**PROMPT**: Write out the data below again, replacing every "one point per instance" with "one point per object" and leaving everything else unchanged.

**MATERIAL SHOWN**:
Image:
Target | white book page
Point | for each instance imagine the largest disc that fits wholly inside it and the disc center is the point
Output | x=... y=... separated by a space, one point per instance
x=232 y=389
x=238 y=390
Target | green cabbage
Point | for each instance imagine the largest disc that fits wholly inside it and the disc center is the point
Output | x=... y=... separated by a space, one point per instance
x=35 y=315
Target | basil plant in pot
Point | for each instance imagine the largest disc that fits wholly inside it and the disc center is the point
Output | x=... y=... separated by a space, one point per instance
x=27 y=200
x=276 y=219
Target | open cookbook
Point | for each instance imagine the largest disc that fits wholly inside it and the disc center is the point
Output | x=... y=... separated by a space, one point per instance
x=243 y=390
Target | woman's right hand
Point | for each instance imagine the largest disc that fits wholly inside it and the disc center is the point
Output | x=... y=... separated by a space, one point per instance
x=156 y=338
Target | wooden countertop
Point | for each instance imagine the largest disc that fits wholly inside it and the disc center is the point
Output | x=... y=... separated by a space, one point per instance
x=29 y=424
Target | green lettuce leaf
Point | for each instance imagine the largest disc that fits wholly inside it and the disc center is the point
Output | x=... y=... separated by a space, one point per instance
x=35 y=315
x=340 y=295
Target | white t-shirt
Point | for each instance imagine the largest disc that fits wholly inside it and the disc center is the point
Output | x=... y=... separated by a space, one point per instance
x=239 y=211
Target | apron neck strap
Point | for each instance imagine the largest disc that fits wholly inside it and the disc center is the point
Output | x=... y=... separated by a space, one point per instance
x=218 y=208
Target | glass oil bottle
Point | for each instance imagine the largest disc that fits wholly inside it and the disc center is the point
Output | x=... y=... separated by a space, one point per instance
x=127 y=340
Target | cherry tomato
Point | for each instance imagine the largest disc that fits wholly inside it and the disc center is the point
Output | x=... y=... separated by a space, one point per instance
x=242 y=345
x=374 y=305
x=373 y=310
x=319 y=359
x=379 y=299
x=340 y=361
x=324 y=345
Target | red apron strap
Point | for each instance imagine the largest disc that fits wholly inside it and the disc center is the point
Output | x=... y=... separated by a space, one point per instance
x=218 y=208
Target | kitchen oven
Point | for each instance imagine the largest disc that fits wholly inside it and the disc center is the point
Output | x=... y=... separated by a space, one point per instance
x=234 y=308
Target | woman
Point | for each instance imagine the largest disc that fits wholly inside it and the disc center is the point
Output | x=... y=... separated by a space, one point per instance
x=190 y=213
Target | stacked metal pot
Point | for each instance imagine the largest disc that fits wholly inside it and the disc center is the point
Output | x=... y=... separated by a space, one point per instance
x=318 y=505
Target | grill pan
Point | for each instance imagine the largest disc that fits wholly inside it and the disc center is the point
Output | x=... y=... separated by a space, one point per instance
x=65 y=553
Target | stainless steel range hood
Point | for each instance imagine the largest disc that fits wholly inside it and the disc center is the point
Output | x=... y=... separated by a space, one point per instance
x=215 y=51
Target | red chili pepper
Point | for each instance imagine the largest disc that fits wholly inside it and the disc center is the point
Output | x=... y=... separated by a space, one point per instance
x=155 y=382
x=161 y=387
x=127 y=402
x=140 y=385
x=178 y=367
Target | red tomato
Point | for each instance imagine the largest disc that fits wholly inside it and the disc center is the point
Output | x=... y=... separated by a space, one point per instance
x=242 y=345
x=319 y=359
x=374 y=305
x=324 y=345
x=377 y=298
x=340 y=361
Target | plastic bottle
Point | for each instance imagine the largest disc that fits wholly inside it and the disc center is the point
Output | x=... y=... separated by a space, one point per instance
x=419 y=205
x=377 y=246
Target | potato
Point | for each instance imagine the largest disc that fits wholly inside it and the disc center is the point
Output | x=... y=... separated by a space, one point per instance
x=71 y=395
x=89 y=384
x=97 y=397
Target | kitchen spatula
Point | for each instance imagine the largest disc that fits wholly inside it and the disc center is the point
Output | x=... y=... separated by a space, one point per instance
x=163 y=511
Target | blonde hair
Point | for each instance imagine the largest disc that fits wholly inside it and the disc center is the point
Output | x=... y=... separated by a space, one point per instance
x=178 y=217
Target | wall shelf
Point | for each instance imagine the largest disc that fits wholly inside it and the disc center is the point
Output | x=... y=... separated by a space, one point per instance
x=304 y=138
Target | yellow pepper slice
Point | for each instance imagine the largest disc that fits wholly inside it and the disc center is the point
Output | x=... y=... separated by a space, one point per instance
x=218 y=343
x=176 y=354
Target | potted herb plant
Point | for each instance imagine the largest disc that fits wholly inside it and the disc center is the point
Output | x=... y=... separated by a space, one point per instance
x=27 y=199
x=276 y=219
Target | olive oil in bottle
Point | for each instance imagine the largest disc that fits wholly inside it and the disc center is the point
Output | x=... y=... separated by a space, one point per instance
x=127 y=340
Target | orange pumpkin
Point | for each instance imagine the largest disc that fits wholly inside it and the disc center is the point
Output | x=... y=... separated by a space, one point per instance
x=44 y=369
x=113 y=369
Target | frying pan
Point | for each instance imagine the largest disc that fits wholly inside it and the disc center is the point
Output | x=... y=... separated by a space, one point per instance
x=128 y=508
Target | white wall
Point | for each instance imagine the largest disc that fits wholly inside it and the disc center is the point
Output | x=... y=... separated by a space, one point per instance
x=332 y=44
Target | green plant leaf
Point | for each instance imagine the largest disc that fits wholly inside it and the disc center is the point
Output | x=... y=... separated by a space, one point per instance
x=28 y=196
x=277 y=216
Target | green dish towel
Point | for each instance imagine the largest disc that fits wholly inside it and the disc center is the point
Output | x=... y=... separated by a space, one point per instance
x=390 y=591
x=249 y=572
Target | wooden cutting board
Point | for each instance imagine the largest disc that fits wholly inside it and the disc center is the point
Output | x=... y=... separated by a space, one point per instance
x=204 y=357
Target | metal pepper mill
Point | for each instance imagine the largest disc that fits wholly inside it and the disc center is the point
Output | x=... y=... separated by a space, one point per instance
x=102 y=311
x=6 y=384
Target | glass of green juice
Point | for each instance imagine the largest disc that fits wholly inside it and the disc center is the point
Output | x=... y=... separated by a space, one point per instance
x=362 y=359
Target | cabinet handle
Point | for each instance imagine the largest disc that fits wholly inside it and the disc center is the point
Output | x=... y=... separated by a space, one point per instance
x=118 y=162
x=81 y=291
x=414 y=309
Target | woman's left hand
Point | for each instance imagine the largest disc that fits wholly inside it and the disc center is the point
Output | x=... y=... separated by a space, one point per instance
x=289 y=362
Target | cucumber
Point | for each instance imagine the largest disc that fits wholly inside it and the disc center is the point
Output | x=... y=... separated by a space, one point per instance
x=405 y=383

**REPLY**:
Image:
Target | white book page
Point | for each instance imagine the largest disc that fits wholly inside it and the disc center is the point
Output | x=... y=... separated by a space, one point per object
x=232 y=389
x=238 y=390
Target | green cabbage
Point | for each instance imagine the largest disc that fits wholly inside it and the disc center is the point
Output | x=... y=... separated by a space, one point per object
x=35 y=315
Target | basil plant in pot
Point | for each instance imagine the largest disc that fits wholly inside it and the disc center is the point
Output | x=... y=... separated by a space, one point per object
x=27 y=200
x=276 y=219
Target | open cookbook
Point | for each instance imagine the largest disc that fits wholly inside it and the disc center is the point
Output | x=... y=... separated by a space, one point per object
x=243 y=390
Target | woman's right hand
Point | for each instance imagine the largest disc that fits wholly inside it and the disc center is the point
Output | x=... y=... separated by a space, one point per object
x=156 y=338
Target | wooden countertop
Point | for each instance imagine the largest disc that fits wholly inside it and the disc center is the point
Output | x=... y=... separated by a space, one point per object
x=29 y=424
Target | green lettuce leaf
Point | for each instance imagine the largest disc that fits wholly inside it and the disc center is the point
Output | x=... y=... separated by a space, one point per object
x=35 y=315
x=340 y=295
Target | white t-shirt
Point | for each instance imagine the largest disc that fits wholly inside it and the disc center is the point
Output | x=... y=... separated by a space, one point per object
x=239 y=211
Target | apron neck strap
Point | for each instance imagine the largest disc that fits wholly inside it and the disc center is the point
Output | x=... y=... separated by a space, one point per object
x=218 y=208
Target | glass oil bottle
Point | for each instance imagine the largest disc that fits wholly inside it and the disc center is the point
Output | x=... y=... separated by a space, one point per object
x=127 y=340
Target | cherry tomato
Point | for each instance imagine the largest disc that fits wholly inside it and the disc center is the point
Output | x=... y=... separated by a space, one point per object
x=242 y=345
x=374 y=305
x=373 y=310
x=319 y=359
x=379 y=299
x=340 y=361
x=324 y=345
Target | red apron strap
Point | for each instance imagine the largest disc that fits wholly inside it and the disc center is the point
Output | x=... y=... separated by a space, one point per object
x=218 y=208
Target | kitchen oven
Point | for each instance imagine the largest disc that fits wholly inside it and the disc center is the point
Output | x=... y=... separated by a space, one point per object
x=234 y=308
Target | woman
Point | for each instance imagine the largest disc that fits wholly inside it and the disc center is the point
Output | x=... y=... separated by a space, one point per object
x=190 y=213
Target | stacked metal pot
Point | for each instance imagine the largest disc that fits wholly inside it and the disc center is the point
Output | x=... y=... separated by a space, one point per object
x=318 y=505
Target | grill pan
Point | for each instance imagine the largest disc that fits wholly inside it and the disc center is the point
Output | x=... y=... separated by a space, one point per object
x=65 y=553
Target | stainless steel range hood
Point | for each instance imagine the largest disc that fits wholly inside it and the disc center is the point
Output | x=... y=... separated by a space, one point per object
x=215 y=51
Target | red chili pepper
Point | for each instance imagine the largest disc that fits wholly inside it and the disc center is the point
Output | x=... y=... separated by a space, one point per object
x=155 y=382
x=161 y=387
x=127 y=402
x=140 y=385
x=178 y=367
Target | red tomato
Point | for each instance imagine the largest disc that fits wholly inside it and the disc center is the point
Output | x=... y=... separated by a space, one point per object
x=242 y=345
x=319 y=359
x=374 y=305
x=324 y=345
x=377 y=298
x=340 y=361
Target | plastic bottle
Point | for each instance imagine the largest disc that fits wholly inside it and the disc center is the point
Output | x=... y=... separated by a space, one point per object
x=419 y=205
x=377 y=246
Target | potato
Point | for each instance imagine the largest disc that fits wholly inside it and the disc center is the point
Output | x=... y=... separated by a space, one point per object
x=71 y=395
x=89 y=384
x=97 y=397
Target | kitchen spatula
Point | for each instance imagine the largest disc that fits wholly inside it and the disc center is the point
Output | x=... y=... separated by a space, one point per object
x=163 y=511
Target | blonde hair
Point | for each instance imagine the largest disc that fits wholly inside it and the disc center is the point
Output | x=... y=... separated by a space, one point per object
x=178 y=217
Target | wall shelf
Point | for each instance imagine the largest disc that fits wholly inside it and the disc center is the point
Output | x=... y=... separated by a space, one point per object
x=304 y=138
Target | yellow pepper slice
Point | for each instance imagine the largest disc that fits wholly inside it and the disc center is the point
Output | x=... y=... separated by a space, one point per object
x=218 y=343
x=176 y=354
Target | potted herb plant
Point | for each instance imagine the largest disc that fits wholly inside it and the disc center is the point
Output | x=... y=... separated by a space, one point per object
x=27 y=199
x=276 y=219
Target | olive oil in bottle
Point | for each instance imagine the largest disc that fits wholly inside it and the disc center is the point
Output | x=... y=... separated by a space, one point per object
x=127 y=340
Target | orange pumpkin
Point | for each instance imagine the largest disc that fits wholly inside it and the disc center is the point
Output | x=... y=... separated by a space, one point per object
x=44 y=369
x=113 y=369
Target | frying pan
Point | for each instance imagine the largest disc that fits wholly inside it and the disc center is the point
Output | x=... y=... separated by a space, one point per object
x=128 y=508
Target | white wall
Point | for each instance imagine the largest disc that fits wholly inside it and the disc center is the point
Output | x=... y=... separated by a space, one point per object
x=332 y=44
Target | green plant leaf
Point | for each instance imagine the largest disc that fits wholly inside it and the disc center is the point
Output | x=... y=... separated by a space, one point per object
x=28 y=196
x=277 y=216
Target | green dish towel
Point | for each instance imagine the largest disc that fits wholly inside it and the disc center is the point
Output | x=... y=... separated by a space, one point per object
x=390 y=591
x=249 y=572
Target | wooden cutting board
Point | for each instance imagine the largest disc that fits wholly inside it and the disc center is the point
Output | x=... y=... separated by a space, one point per object
x=204 y=357
Target | metal pepper mill
Point | for each instance imagine the largest disc that fits wholly inside it and the disc center is the point
Output | x=... y=... separated by a space, one point per object
x=102 y=311
x=6 y=384
Target | glass of green juice
Point | for each instance imagine the largest disc that fits wholly inside it and the disc center is the point
Output | x=... y=... separated by a space, one point per object
x=362 y=359
Target | cabinet handle
Point | for each instance imagine the largest disc that fits wholly inside it and the disc center is the point
Output | x=... y=... separated by a space, one point per object
x=118 y=162
x=81 y=291
x=414 y=309
Target | woman's left hand
Point | for each instance imagine the largest disc that fits wholly inside it and the disc center is the point
Output | x=... y=... separated by a space, one point per object
x=289 y=362
Target | cucumber
Point | for each instance imagine the largest disc that fits wholly inside it and the disc center is the point
Output | x=... y=... separated by a space, one point per object
x=405 y=383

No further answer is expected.